### Text shown

5 Ways to Break Your Addiction to Financial Porn 

Like any addiction, financial porn can easily drag you into its clutches and make it difficult for you to break free.

It is extremely damaging to your portfolio and resisting the urge to fall for its allure is essential.

Financial porn is difficult to escape.

No matter where you go in the investment world, you will be given advice and information that is specifically geared towards getting investors excited about investing in a particular company. The term associated with this tactic is “clickbait”.

‘Clickbait’ Financial Advice Explained

The excitement that is built by using seductive language often results in risky behaviour and a  short-sighted outlook.

It encourages active trading that carries many fees, thereby negating a nice portion of your return. It also pulls you into investing in stocks that are promising, but the return is low.

The language of financial porn is often a dramatic exaggeration of the facts. For example, a stock that has some promise will marketed as having “explosive growth” or as being the “next Starbucks”.

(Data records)
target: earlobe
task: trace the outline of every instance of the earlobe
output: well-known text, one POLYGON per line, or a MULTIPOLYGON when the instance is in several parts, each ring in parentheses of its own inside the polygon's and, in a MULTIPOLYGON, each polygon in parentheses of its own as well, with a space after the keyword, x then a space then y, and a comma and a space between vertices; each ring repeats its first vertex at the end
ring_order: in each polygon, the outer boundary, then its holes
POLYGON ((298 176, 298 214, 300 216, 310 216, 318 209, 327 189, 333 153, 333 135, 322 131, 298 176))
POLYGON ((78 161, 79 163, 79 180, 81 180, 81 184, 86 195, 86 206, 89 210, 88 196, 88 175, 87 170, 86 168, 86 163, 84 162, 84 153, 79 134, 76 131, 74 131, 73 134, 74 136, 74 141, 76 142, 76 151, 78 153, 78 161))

### Requirement A
Rewrite the paragraph of the text on financial porn that begins "It encourages active trading" as a short list, keeping its main facts.
### Requirement B
Pick up the text on financial porn after its final sentence and carry it on.

### Reply A
- It encourages active trading, whose many fees cancel out a good part of your return.
- It draws you into stocks that look promising but return little.

### Reply B
Have you ever seen a potential investment labelled “for serious investors only”? Yes, that is more financial porn. The intended consequence of putting this label on it is to create a sense of overconfidence and lead you to engage in even more risky behaviour.

As an investor, you of course want to have current information about your investments and the more information the better – or is it?

Information is good, but irrelevant information designed to drag you into the world of financial porn is all part of the tactic.

So, how do you resist falling prey to financial porn? Here are 5 things you can do to avoid the temptation.

Five Ways to Break the Addiction To Financial Porn

  1. Stick to the basics

All you need to know is the current share price and how it compares to the intrinsic value of the company. Everything else is hype and irrelevant.

Avoid language focusing on the price movement of a stock instead of the financial and competitive position of the company.

  1. Avoid acting impulsively

It is always a bad idea to rush into buying or selling a stock based upon exaggerated statements like, “you are giving up a once in a lifetime opportunity”.

That is exactly what the advice-giver wants you to do. Let your emotions calm down, take a step back and if you have doubts, pass on it. 

  1. Turn off the TV and radio

The financial news tells you what is happening in the markets today. It will have no bearing on what will be 10 or 20 years from now.

Staying glued to the TV and Radio and basing your decisions on a single day in the life of a stock will surely lead you down the wrong path.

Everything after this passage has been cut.